Sunday, 22 de December de 2024 ISSN 1519-7670 - Ano 24 - nº 1319

O mercado de mídia e a comunicação

A principal conseqüência da convocação da 1ª Conferência Nacional de Comunicação (Confecom) talvez seja o sem número de debates – estruturalmente ligados à sua realização ou paralelos a ela – que pipocam por todo o país. Essa é uma posição que tenho reiterado numerosas vezes.


Considerando que um dos formidáveis poderes da grande mídia ainda é exatamente sua capacidade de construir a agenda pública – e que a realização da Confecom é um tema totalmente ausente dela –, a própria capilaridade geográfica e social do debate é, em si mesma, um fato a ser estudado e compreendido.


Tenho tido a oportunidade de participar de alguns desses debates e, neles, certos temas sempre aparecem: o que é democratização da comunicação?; o que significa controle social da mídia?; por que não se afirma no Brasil uma mídia alternativa?; a internet democratiza a comunicação?; os jornais impressos vão desaparecer?


‘Mal estar’ contemporâneo


A ousada e inédita atitude do governo Barack Obama de tratar publicamente os veículos ligados à rede Fox de televisão como ‘partido político de oposição’ é apenas mais um capítulo de certo ‘mal estar’ contemporâneo generalizado que está cada vez mais difícil de esconder.

Objetivo 1 - No trecho sobre o mercado de mídia e a Confecom, quais veículos o governo Barack Obama passou a tratar publicamente como "partido político de oposição"?
Objetivo 2 - Retome o texto sobre o mercado de mídia e a Confecom logo depois da última frase, seguindo o raciocínio sobre o "mal estar" contemporâneo.

Material fornecido -
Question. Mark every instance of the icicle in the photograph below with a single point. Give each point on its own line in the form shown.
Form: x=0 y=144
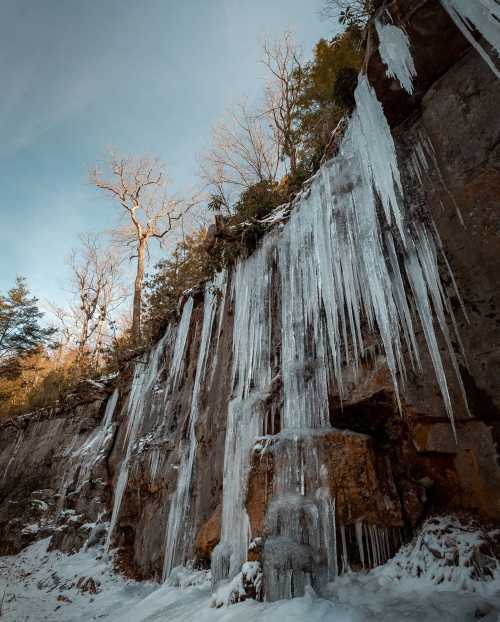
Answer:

Resposta final 1 - Os veículos ligados à rede Fox de televisão.

Resposta final 2 -
Até mesmo a grande mídia está sendo obrigada a reconhecer publicamente que, independente de sua vontade, existe hoje um debate universal sobre as transformações por que ela passa em decorrência da revolução digital e sobre seu papel nas democracias. E, de uma forma ou de outra, os temas recorrentes nos debates provocados pela convocação da Confecom são os mesmos que se discutem em toda parte.


Comunicação vs. mídia


Uma diferença que me parece fundamental – e lembrada pelo jornalista e professor Bernardo Kucinski em debate recente, em São Paulo – é aquela existente entre democratização da mídia e democratização da comunicação.


Em artigo recente neste Observatório (‘Como democratizar as comunicações‘) chamei a atenção para o fato de que ‘democratizar as comunicações’ tem sido uma espécie de bandeira a orientar boa parte dos segmentos organizados da sociedade civil comprometidos com o avanço nessa área. Todavia, essa bandeira esconde uma falácia: pressupõe que a grande mídia, privada e comercial, seria passível de ser democratizada. Em termos da teoria liberal da liberdade de imprensa, isso significaria a mídia trazer para dentro de si mesma ‘o mercado livre de idéias’ (the market place of ideas) representativo do conjunto da sociedade – isto é, plural e diverso.


Argumentei que essa bandeira encontra dificuldades incontornáveis identificadas, sobretudo, com relação aos mitos da imparcialidade e da objetividade jornalística e da independência dos conglomerados de mídia – e também se mostrou inviável em sociedades como a Inglaterra, onde existe uma tradição historicamente consolidada de imprensa partidária.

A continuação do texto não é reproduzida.